Records to use:
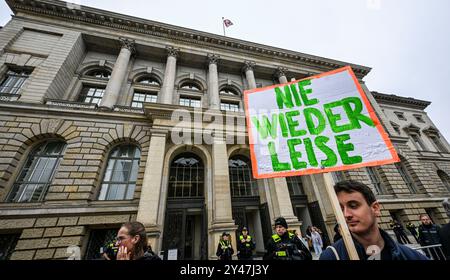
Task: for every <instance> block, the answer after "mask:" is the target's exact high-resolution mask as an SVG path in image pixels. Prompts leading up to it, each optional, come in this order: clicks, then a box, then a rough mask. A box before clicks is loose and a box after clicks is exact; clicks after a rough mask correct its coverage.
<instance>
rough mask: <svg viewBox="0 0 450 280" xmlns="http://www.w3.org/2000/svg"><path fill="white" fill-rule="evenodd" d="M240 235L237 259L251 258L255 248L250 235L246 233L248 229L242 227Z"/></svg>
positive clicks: (252, 256)
mask: <svg viewBox="0 0 450 280" xmlns="http://www.w3.org/2000/svg"><path fill="white" fill-rule="evenodd" d="M241 233H242V234H241V235H240V236H239V242H238V245H237V246H238V251H239V253H238V259H239V260H253V249H255V243H254V242H253V239H252V237H251V236H250V235H248V229H247V228H246V227H243V228H242V231H241Z"/></svg>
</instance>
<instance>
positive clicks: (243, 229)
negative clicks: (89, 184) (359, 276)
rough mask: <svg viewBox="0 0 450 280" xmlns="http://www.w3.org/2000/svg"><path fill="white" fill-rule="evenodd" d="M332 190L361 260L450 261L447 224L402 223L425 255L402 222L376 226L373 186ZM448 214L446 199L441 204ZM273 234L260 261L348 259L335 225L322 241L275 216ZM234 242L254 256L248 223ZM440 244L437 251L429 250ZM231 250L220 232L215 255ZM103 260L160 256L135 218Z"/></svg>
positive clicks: (230, 238) (340, 237)
mask: <svg viewBox="0 0 450 280" xmlns="http://www.w3.org/2000/svg"><path fill="white" fill-rule="evenodd" d="M334 190H335V192H336V195H337V197H338V200H339V204H340V206H341V209H342V211H343V214H344V217H345V219H346V223H347V226H348V229H349V231H350V233H351V236H352V238H353V242H354V244H355V248H356V252H357V254H358V257H359V259H360V260H372V259H378V260H428V259H440V260H444V259H450V253H449V249H450V246H449V243H450V240H449V239H450V223H449V224H446V225H444V226H442V227H440V226H438V225H436V224H434V223H433V222H432V220H431V219H430V217H429V215H427V214H422V215H420V222H421V224H420V225H419V226H416V225H415V224H414V223H412V222H407V223H406V228H407V230H408V231H409V232H410V233H411V235H412V236H413V237H414V239H415V240H416V241H417V242H418V243H419V244H420V246H423V247H424V248H425V249H427V250H424V252H425V254H422V253H420V252H418V251H417V250H414V249H412V248H411V247H410V246H406V244H410V243H411V241H410V240H409V238H408V236H407V235H406V233H405V229H404V227H403V225H402V224H401V223H400V222H399V221H397V220H392V221H391V223H390V226H391V228H392V230H393V232H394V234H395V236H396V239H397V241H395V240H394V239H393V238H392V237H391V236H390V235H389V234H388V233H387V232H386V231H384V230H383V229H381V228H380V226H379V224H378V221H377V218H378V217H379V216H380V214H381V212H380V211H381V210H380V209H381V206H380V203H379V202H378V201H377V200H376V198H375V195H374V194H373V192H372V191H371V189H370V188H369V187H368V186H367V185H365V184H363V183H360V182H357V181H352V180H348V181H341V182H339V183H337V184H336V185H335V186H334ZM443 205H444V208H445V209H446V211H447V215H448V216H449V217H450V206H449V200H448V199H446V200H445V201H444V202H443ZM274 230H275V233H274V234H273V235H272V236H271V238H270V239H269V240H268V241H267V243H266V245H265V248H266V250H265V254H264V256H263V259H264V260H312V259H313V256H312V254H311V252H313V251H314V253H315V255H316V256H317V257H318V258H319V260H348V259H350V258H349V254H348V252H347V249H346V247H345V244H344V241H343V239H342V235H341V229H340V226H339V225H336V226H335V227H334V232H335V235H334V238H333V244H331V245H329V246H328V244H325V242H324V235H323V234H324V233H323V232H322V230H321V229H319V228H318V227H317V226H309V227H308V228H307V230H306V234H305V235H304V237H302V236H301V234H300V233H297V232H296V231H295V230H294V231H290V230H289V225H288V223H287V222H286V219H284V218H283V217H279V218H277V219H276V220H275V223H274ZM238 236H239V238H238V240H237V241H236V246H237V258H238V259H239V260H253V258H254V251H255V248H256V244H255V241H254V239H253V237H252V236H251V235H250V234H249V230H248V228H247V227H245V226H244V227H242V228H241V230H240V234H239V235H238ZM435 247H438V248H439V250H429V249H430V248H431V249H435ZM234 252H235V251H234V248H233V245H232V242H231V234H230V233H228V232H223V233H222V235H221V237H220V240H219V243H218V245H217V250H216V256H217V258H218V259H219V260H224V261H229V260H232V259H233V255H234ZM102 258H103V259H106V260H160V259H161V258H160V257H159V256H157V255H156V254H155V253H154V252H153V251H152V249H151V246H149V245H148V240H147V235H146V232H145V228H144V226H143V225H142V224H141V223H139V222H127V223H125V224H123V225H122V227H121V228H120V230H119V231H118V233H117V238H116V241H115V242H111V243H110V244H108V245H107V246H105V247H104V248H103V256H102Z"/></svg>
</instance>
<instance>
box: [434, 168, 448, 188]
mask: <svg viewBox="0 0 450 280" xmlns="http://www.w3.org/2000/svg"><path fill="white" fill-rule="evenodd" d="M437 173H438V176H439V178H441V181H442V183H443V184H444V186H445V187H446V188H447V190H448V191H449V192H450V176H448V174H447V173H445V172H444V171H442V170H438V172H437Z"/></svg>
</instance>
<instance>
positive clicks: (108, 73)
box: [85, 68, 111, 79]
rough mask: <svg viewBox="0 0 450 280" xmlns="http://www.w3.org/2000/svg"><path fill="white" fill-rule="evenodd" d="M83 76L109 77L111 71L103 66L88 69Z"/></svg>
mask: <svg viewBox="0 0 450 280" xmlns="http://www.w3.org/2000/svg"><path fill="white" fill-rule="evenodd" d="M85 76H89V77H95V78H101V79H109V78H111V71H109V70H108V69H105V68H97V69H93V70H90V71H88V72H87V73H86V74H85Z"/></svg>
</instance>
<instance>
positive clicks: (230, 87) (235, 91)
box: [219, 87, 239, 96]
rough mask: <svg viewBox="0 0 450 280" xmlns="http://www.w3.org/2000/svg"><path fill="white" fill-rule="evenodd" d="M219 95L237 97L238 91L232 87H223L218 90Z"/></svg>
mask: <svg viewBox="0 0 450 280" xmlns="http://www.w3.org/2000/svg"><path fill="white" fill-rule="evenodd" d="M219 93H220V94H225V95H236V96H238V95H239V93H238V91H237V90H235V89H234V88H232V87H223V88H221V89H220V91H219Z"/></svg>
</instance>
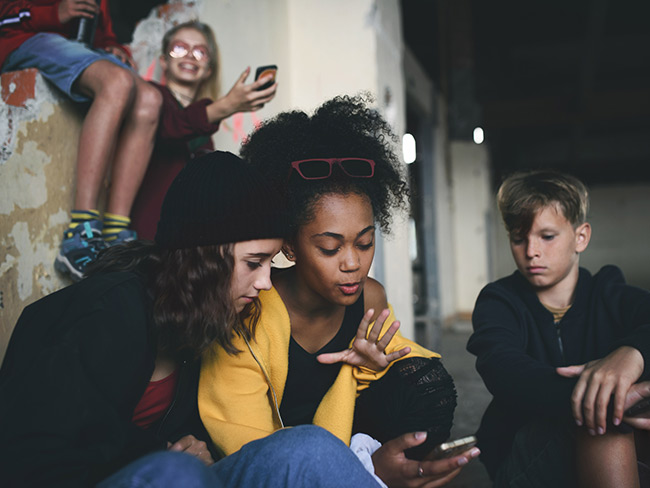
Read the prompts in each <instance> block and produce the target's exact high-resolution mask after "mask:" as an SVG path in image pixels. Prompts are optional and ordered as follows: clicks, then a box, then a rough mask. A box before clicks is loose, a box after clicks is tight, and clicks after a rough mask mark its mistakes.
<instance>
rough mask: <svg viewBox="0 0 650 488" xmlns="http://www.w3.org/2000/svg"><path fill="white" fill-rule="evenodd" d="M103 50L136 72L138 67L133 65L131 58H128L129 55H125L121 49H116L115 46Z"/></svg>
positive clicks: (125, 54) (121, 49)
mask: <svg viewBox="0 0 650 488" xmlns="http://www.w3.org/2000/svg"><path fill="white" fill-rule="evenodd" d="M104 50H105V51H106V52H107V53H110V54H112V55H113V56H115V57H116V58H117V59H119V60H120V61H122V62H123V63H124V64H126V65H127V66H131V68H133V69H134V70H137V69H138V66H137V65H136V63H135V61H134V60H133V58H132V57H131V56H129V55H128V54H127V52H126V51H124V50H123V49H120V48H119V47H117V46H108V47H106V48H105V49H104Z"/></svg>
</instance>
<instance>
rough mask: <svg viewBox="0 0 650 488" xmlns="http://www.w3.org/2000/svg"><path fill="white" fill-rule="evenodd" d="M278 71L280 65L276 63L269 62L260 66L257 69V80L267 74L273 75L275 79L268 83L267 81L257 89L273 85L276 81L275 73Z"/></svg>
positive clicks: (256, 76)
mask: <svg viewBox="0 0 650 488" xmlns="http://www.w3.org/2000/svg"><path fill="white" fill-rule="evenodd" d="M277 72H278V67H277V66H276V65H274V64H269V65H266V66H260V67H259V68H257V70H255V81H257V80H259V79H260V78H262V77H264V76H267V75H272V76H273V79H272V80H271V81H269V82H268V83H265V84H264V85H262V86H261V87H259V88H258V89H257V90H258V91H259V90H266V89H267V88H269V87H271V86H273V83H275V75H276V74H277Z"/></svg>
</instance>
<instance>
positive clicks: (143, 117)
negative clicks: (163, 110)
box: [133, 80, 162, 123]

Exercise instructions:
Count the lines above that include the string "negative". Write only the number.

Exercise result:
2